-------- Given passage

MP3 4me

20 minute read

Yet another DIY MP3 player

Project overview

Suspend your disbelief. I’m once again at least 15 years behind the times with this project - a DIY MP3 player. I have always thought it would be kind of neat to see if I could hack together one of these as so many others have done.

Turned out to have a few challenges on the AVR ATMega’s that I always use - but nothing insurmountable. It was very software-centric, since much of the hardware work was done with one or two chips.

My goal was to make it portable and small form factor, with a reasonably long battery life, an SD-card interface and a decent user interface - all with the ATMega328 8 bit microcontroller. I think I got there.

Good, fast and cheap … pick one? Well, it was cheap.


There is plenty of technology I had to work my way through - battery charger circuitry, MP3 audio specification, embedded file systems and SD cards - but the most interesting thing here is that the MP3 player is a system. All of the stuff needs to work together really well, or the user experience is a stinker. And even if you do get it all right, it can still be a loser.

And of course, the deficiencies in what I built are all the more visible since everyone else around me just uses their phone to play music. And phones are getting better every couple of months. So you really have to think about every detail if you want to see it through and come out with something that will last for more than 10 minutes.

Turns out, software is the way to hold it all together, and this one was pretty software intensive.

But I’m so far behind the state-of-the-art, lets dispense with the S.T.E.M. soapbox on this project and just build.


Codec VS1053B

OK, so almost all of the hard work is actually done here by a single chip, the VLSI solutions VS1053b.

About 80 pages. OK, we’ll start with page 1

It is a decoder for many audio types, with a ton of functionality:

  • Ogg Vorbis
  • MP3 = MPEG 1 & 2 audio layer III (CBR+VBR+ABR)
  • MP1 & MP2 = MPEG 1 & 2 audio layers I & II optional
  • MPEG4 / 2 AAC-LC(+PNS), HE-AAC v2 (Level 3) (SBR + PS)
  • WMA4.0/4.1/7/8/9 all profiles (5-384 kbps)
  • FLAC lossless audio with software plugin (upto 24 bits, 48 kHz)

----------------
-------- Records provided

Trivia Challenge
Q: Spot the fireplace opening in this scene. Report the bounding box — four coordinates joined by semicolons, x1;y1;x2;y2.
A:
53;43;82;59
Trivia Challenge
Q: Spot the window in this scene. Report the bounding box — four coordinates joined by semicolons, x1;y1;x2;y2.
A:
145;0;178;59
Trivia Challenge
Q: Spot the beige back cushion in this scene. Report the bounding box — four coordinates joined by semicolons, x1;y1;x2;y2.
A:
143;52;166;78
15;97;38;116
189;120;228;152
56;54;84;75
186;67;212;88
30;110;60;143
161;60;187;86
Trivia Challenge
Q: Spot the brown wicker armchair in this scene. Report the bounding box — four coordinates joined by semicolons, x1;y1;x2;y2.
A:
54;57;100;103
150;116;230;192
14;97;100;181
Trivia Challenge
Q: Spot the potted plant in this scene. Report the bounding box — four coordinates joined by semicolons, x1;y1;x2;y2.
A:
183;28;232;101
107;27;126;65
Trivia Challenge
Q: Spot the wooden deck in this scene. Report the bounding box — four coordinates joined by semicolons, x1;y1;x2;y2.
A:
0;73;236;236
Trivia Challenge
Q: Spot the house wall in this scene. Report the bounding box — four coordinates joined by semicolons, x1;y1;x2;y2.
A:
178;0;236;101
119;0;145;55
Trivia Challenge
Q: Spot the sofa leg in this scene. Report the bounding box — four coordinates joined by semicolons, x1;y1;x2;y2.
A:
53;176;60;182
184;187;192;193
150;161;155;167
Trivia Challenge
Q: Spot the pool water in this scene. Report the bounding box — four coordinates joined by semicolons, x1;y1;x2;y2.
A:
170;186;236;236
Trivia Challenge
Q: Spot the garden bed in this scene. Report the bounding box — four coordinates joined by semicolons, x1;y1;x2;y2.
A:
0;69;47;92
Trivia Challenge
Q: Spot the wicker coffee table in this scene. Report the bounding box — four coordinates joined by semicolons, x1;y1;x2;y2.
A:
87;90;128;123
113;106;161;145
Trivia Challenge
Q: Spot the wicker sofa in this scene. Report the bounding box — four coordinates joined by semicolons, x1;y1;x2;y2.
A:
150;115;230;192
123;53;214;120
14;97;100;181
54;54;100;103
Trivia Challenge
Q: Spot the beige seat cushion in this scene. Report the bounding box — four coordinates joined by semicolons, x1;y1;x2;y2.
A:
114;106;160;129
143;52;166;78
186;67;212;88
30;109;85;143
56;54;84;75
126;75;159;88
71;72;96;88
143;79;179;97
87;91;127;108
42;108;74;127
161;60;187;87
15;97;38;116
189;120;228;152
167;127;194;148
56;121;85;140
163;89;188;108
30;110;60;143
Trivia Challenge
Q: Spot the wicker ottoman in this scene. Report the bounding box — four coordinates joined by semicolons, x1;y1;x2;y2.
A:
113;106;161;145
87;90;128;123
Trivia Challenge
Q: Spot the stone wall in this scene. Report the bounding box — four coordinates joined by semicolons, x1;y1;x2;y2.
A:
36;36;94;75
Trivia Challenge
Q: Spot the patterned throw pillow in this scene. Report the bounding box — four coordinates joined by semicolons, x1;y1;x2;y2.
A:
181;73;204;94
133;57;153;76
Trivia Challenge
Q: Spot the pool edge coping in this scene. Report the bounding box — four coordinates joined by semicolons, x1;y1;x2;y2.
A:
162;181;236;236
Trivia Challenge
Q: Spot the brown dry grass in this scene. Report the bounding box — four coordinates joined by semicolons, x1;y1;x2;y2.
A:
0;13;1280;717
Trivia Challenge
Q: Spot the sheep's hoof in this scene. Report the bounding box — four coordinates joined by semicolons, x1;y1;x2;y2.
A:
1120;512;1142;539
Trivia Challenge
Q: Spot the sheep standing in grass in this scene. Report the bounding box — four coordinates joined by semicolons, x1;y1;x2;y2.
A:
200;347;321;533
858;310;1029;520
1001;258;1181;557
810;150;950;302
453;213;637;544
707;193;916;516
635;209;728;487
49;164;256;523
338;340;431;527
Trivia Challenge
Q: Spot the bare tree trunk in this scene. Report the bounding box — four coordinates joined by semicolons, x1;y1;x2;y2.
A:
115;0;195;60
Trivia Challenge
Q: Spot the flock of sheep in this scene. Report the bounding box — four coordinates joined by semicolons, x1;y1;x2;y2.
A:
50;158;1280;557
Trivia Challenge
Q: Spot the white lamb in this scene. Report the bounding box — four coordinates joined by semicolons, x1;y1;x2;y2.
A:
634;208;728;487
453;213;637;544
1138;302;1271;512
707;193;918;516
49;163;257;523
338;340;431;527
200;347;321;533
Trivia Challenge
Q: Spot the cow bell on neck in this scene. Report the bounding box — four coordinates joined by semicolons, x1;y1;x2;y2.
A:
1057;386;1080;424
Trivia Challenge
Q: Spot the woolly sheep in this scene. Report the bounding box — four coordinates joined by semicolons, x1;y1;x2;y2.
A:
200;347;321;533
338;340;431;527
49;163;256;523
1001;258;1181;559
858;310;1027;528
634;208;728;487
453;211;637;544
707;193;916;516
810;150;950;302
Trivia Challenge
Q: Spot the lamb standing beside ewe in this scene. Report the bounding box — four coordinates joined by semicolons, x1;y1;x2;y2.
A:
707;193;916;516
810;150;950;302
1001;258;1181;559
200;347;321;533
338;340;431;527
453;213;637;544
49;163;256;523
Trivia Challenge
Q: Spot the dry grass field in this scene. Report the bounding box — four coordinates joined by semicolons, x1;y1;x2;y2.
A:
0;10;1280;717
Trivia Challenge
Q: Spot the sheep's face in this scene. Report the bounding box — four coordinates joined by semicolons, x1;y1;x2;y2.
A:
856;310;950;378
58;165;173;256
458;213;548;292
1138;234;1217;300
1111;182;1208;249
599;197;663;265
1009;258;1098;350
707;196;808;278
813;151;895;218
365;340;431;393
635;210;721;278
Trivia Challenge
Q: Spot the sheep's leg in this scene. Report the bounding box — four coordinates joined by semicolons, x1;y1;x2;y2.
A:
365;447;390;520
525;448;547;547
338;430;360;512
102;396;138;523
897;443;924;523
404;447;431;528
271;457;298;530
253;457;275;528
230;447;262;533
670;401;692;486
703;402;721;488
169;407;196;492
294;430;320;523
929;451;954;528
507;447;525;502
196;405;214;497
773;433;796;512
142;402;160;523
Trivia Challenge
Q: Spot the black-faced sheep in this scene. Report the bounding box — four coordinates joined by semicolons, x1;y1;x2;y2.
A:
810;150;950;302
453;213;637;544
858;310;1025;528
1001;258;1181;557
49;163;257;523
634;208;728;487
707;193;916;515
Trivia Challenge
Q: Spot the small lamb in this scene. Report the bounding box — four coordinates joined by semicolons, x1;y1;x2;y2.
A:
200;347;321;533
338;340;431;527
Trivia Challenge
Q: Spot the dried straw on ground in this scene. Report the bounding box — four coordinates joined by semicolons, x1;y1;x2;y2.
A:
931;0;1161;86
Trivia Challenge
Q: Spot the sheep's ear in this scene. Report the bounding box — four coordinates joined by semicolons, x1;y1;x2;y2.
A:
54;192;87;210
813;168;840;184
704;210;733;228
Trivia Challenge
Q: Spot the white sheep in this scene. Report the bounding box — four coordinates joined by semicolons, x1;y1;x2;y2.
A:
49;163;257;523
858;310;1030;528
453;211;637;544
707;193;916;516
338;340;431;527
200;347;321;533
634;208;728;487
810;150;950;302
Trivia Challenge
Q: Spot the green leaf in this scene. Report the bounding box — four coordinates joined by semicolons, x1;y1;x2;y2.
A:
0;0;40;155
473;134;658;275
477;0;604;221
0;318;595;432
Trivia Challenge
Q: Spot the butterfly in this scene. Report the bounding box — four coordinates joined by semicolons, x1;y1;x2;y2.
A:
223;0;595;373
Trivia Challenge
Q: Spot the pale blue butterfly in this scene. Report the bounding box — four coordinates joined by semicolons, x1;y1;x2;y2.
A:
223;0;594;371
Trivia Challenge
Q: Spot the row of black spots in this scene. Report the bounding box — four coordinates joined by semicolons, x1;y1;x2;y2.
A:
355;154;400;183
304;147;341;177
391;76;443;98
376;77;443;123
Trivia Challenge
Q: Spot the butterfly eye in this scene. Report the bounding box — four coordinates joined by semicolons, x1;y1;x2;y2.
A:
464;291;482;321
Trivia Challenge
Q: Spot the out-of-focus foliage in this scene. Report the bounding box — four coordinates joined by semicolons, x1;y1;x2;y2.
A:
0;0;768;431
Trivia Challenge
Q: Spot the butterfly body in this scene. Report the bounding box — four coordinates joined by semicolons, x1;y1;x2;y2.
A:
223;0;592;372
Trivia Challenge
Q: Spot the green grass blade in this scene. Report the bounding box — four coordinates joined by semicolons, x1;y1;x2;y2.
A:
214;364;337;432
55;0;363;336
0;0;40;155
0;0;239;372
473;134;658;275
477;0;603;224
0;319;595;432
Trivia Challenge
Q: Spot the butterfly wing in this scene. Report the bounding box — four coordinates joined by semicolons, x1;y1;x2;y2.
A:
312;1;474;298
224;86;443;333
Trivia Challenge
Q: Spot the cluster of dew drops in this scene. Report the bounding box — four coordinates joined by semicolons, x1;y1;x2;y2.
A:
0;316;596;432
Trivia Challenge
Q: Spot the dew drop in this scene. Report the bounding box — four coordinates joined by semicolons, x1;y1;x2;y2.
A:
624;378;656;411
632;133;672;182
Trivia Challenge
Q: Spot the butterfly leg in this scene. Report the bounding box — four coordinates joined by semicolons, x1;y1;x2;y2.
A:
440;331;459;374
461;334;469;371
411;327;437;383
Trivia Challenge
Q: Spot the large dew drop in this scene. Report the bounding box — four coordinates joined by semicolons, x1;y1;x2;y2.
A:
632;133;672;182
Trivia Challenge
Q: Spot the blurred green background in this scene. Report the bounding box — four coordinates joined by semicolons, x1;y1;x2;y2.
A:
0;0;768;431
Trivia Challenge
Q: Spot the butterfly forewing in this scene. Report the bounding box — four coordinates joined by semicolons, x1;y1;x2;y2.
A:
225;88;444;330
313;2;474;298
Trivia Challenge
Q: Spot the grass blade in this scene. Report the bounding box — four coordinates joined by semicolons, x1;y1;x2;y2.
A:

----------------

**Problems to solve**
1) In the MP3 player article, which chip does almost all of the hard work?
2) Retype the part of the MP3 player article starting at "Turned out to" and ending at "it was cheap.".

**Results of the exercise**
1) The VLSI solutions VS1053b.

2)
Turned out to have a few challenges on the AVR ATMega’s that I always use - but nothing insurmountable. It was very software-centric, since much of the hardware work was done with one or two chips.

My goal was to make it portable and small form factor, with a reasonably long battery life, an SD-card interface and a decent user interface - all with the ATMega328 8 bit microcontroller. I think I got there.

Good, fast and cheap … pick one? Well, it was cheap.